■ Short problem: Copy the listing below word for word, keeping every line in its original order.

■ Information provided:

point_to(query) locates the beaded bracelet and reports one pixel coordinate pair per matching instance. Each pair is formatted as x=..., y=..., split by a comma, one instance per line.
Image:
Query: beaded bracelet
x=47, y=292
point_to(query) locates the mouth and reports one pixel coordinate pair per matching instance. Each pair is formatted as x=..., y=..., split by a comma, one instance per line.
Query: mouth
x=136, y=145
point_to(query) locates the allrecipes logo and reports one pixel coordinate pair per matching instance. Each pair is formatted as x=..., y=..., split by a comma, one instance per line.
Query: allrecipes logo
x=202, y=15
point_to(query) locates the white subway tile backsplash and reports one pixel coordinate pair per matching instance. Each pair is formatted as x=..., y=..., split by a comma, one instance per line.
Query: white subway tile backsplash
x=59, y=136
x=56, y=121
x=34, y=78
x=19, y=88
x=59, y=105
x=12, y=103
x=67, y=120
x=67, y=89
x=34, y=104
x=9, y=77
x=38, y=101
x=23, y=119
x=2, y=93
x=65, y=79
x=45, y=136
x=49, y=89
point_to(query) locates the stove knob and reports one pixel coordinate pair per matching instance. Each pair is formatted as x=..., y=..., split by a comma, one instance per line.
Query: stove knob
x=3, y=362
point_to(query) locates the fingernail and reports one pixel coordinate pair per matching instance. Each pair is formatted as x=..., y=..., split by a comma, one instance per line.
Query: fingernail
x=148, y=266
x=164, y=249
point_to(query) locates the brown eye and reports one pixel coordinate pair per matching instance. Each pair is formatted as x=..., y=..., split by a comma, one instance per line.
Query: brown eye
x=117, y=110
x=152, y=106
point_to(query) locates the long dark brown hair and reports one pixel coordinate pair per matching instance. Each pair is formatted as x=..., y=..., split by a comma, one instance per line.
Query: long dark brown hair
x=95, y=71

■ Full solution:
point_to(query) locates the beaded bracelet and reports one pixel coordinate pair per matching instance. Each pair is formatted as x=..., y=..., split by a comma, one instance per line.
Image:
Query: beaded bracelet
x=47, y=292
point_to(query) locates the mouth and reports one pixel coordinate pair per matching instance. Each pair is formatted as x=..., y=..., split by a comma, one instance per line.
Query: mouth
x=136, y=145
point_to(query) locates the allrecipes logo and reports one pixel coordinate pair per matching instance. Each pair is formatted as x=..., y=..., split by a comma, one instance per line.
Query: allrecipes logo
x=202, y=15
point_to(query) locates the white subway tile backsplash and reports one pixel coordinate pair per matching instance. Each pair is formatted as x=..., y=..., split by a comma, one instance per line.
Query: white subway tile backsplash
x=59, y=136
x=56, y=121
x=34, y=78
x=19, y=88
x=59, y=105
x=12, y=103
x=67, y=120
x=67, y=89
x=34, y=104
x=9, y=77
x=38, y=101
x=23, y=119
x=2, y=93
x=65, y=79
x=45, y=136
x=49, y=89
point_to(query) locates the stove knob and reports one pixel coordinate pair per matching instance. Each pair is formatted as x=..., y=..., split by a comma, one instance per line.
Query: stove knob
x=3, y=362
point_to(query) locates the fingernail and reports one pixel coordinate pair per matching instance. Each pair is formatted as x=..., y=..., split by a comma, one instance per line.
Query: fingernail
x=148, y=266
x=164, y=249
point_to(query) locates the brown eye and reports one pixel coordinate pair per matching instance. Each pair is formatted as x=..., y=..., split by a comma, one instance per line.
Query: brown eye
x=117, y=110
x=152, y=106
point_to(query) locates the long dark brown hair and reports one pixel coordinate pair per matching instance. Each pair is formatted as x=..., y=..., split by a comma, one instance per line.
Query: long dark brown hair
x=95, y=71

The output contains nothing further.